> [Aim]:
Could you reproduce every one of the lines below word for word?

> [Data supplied]:
------

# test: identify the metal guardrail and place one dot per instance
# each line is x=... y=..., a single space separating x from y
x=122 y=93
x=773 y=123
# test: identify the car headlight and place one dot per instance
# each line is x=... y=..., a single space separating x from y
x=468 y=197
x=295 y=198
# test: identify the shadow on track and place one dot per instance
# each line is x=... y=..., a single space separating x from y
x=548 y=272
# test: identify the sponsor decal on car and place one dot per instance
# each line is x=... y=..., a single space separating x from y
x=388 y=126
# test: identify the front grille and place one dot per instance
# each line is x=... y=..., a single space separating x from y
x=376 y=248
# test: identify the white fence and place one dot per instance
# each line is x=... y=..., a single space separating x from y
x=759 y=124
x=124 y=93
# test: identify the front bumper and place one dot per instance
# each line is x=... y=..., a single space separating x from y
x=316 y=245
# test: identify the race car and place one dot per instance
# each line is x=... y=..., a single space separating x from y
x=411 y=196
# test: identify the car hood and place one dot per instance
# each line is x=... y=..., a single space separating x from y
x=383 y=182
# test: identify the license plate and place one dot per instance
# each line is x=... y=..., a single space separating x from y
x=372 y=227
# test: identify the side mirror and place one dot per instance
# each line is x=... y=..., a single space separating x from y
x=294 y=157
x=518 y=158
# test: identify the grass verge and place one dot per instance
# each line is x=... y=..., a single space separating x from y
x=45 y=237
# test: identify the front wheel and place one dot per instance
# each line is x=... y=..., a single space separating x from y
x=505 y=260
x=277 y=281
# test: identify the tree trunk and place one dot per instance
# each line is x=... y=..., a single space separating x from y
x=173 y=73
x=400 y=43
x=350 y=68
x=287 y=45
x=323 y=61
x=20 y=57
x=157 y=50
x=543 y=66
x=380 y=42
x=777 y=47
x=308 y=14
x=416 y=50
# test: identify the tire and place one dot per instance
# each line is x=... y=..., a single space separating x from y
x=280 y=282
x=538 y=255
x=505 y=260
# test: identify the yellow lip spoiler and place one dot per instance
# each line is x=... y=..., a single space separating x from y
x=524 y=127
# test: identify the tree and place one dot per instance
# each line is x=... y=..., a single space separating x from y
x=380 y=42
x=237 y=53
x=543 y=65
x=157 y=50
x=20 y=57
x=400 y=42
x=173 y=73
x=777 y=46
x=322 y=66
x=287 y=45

------

> [Correct result]:
# test: identify the metal guardrail and place one dot per instance
# each line is x=... y=..., a single space separating x from y
x=122 y=93
x=773 y=123
# test: identify the car headlight and place one dot per instance
# each line is x=... y=..., a single space separating x from y
x=468 y=197
x=295 y=198
# test: identify the shadow on track and place one dot per instance
# each line is x=... y=..., a single space separating x from y
x=548 y=272
# test: identify the sponsor decal on car and place one dot per instance
# each line is x=... y=..., a single space separating x from y
x=388 y=126
# test: identify the front grille and place one dot per instance
# each line is x=... y=..., a single space separating x from y
x=376 y=248
# test: identify the white fence and place one dot per instance
# each line is x=... y=..., a single space separating x from y
x=759 y=124
x=124 y=93
# test: identify the front bumper and place one dot per instance
# each line is x=... y=..., a single space separating x from y
x=316 y=245
# test: identify the race car and place one dot per instance
# each line is x=... y=..., a single space separating x from y
x=411 y=196
# test: identify the car hood and place one dot per instance
# each line is x=... y=..., a single space separating x from y
x=383 y=182
# test: identify the license plate and place one dot per instance
# each line is x=... y=..., a single space separating x from y
x=372 y=227
# test: identify the side mirror and place one dot per instance
# each line is x=... y=..., a single space separating x from y
x=294 y=157
x=518 y=158
# test: identify the grass verge and place one dot per instance
# each line is x=... y=..., a single space separating x from y
x=45 y=237
# test: identify the front wheel and place one dot per instance
# each line is x=... y=..., a single space separating x from y
x=505 y=260
x=277 y=281
# test: identify the tree trunk and place one dot per instance
# each line is x=... y=..., a single space separating x from y
x=173 y=73
x=400 y=43
x=350 y=68
x=287 y=45
x=323 y=61
x=20 y=57
x=157 y=50
x=543 y=66
x=380 y=42
x=777 y=47
x=308 y=14
x=416 y=50
# test: identify the tire and place one dot per instance
# each line is x=... y=..., a single space separating x from y
x=280 y=282
x=538 y=255
x=505 y=260
# test: identify the yellow lip spoiler and place one dot per instance
# each line is x=... y=..., a single space separating x from y
x=524 y=127
# test: identify the tree and place one dot per instance
# each line is x=... y=..., a single space separating x from y
x=380 y=42
x=237 y=53
x=543 y=65
x=157 y=50
x=20 y=57
x=400 y=42
x=173 y=73
x=777 y=46
x=322 y=66
x=287 y=45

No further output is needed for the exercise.